==== Text

SK: This also creates the scope for the judge to let a case drop on technical grounds that the lawyer did not present the right thing or in the right way, even if the judge can see the right and wrong himself.

KS: That is true. There is very limited power of the judge to take judicial notice of certain things but his knowledge was as good or as bad as that of the lawyer who presents before him or her. There was also no ‘her’, so I might as well confine it to ‘him’! Thus, in all these areas: the choice of the judge; who could testify, regarding what they could testify; the location of the court. I am not romanticizing it but it was more participatory. There had very strict rules of relevancy. (Many of these continue till today). If a person had behaved in a similar manner in a previous transaction it could be ruled as an irrelevant fact unless you could construct an organic connection. Secondly they had these rules against hearsay. That meant that only a person who had directly seen or witnessed a particular event could have the right to speak. If you had heard it from your wife that she saw something and she was unable to come then your testimony would be hit by the rule against hearsay. Thus only a small group of people would have the capacity to address the court and other who may have accompanied the party to the court because they had knowledge about related matters would have been considered irrelevant, and that would create the perception that you were not being heard. People were priced out, they could not understand the language. Therefore these courts with their very specialized rules of evidence manned by very technical judges, and where you would have to place your full faith in the vakeel who alone would be the voice that would speak in the court, made the system inaccessible to Indians.

========
==== Data block

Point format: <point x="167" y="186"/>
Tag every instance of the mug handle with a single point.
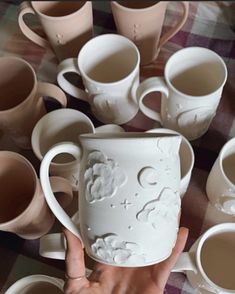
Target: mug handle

========

Things to do:
A. In the interview about court rules of evidence, who alone had the right to speak about an event under the rule against hearsay?
B. According to the interview about court rules of evidence, why did people feel they were not being heard in court? Answer in one to three sentences.
C. Continue the interview about court rules of evidence from its last sentence.

Written answers:
A. Only a person who had directly seen or witnessed the event.

B. Strict rules of relevancy and the rule against hearsay meant that only a small group of people could address the court. Others who came with a party because they knew about related matters were treated as irrelevant, which created the perception that people were not being heard.

C.
Look at the court buildings of the British. They built the supreme court of Calcutta, a grand structure many steps from the ground, where the judge (s) would sit high upon a bench, whereas earlier the panchas would sit on the ground etc. The whole geography and architecture of the court system alienated people. The form of decision making was also entirely different: the judgment was in the form of a ‘yes’ or ‘no’. Whereas the panchayats always negotiated, with no clear winner or loser, you are willing to find a mid-ground so that all could save face. People were used to that system where you would not lose everything but some form of justice would be done. So that you did not have a win-lose but a win-win.

SK: You were heard.

KS: Yes you were heard and the solution framed gave a lot of discretion to the decision makers to decide what would best serve the ends of justice. So long as their decision was not out of sync with vyavahara that was practiced they had a whole range of flexibility. In today’s parlance of alternative dispute resolution systems, panchayats had many desirable features. In contrast, for the British, the certainty of law that it was fixed before the dispute came into being was seen as a major virtue. So it needed a black and white text, written and published, which gave it stability and majesty.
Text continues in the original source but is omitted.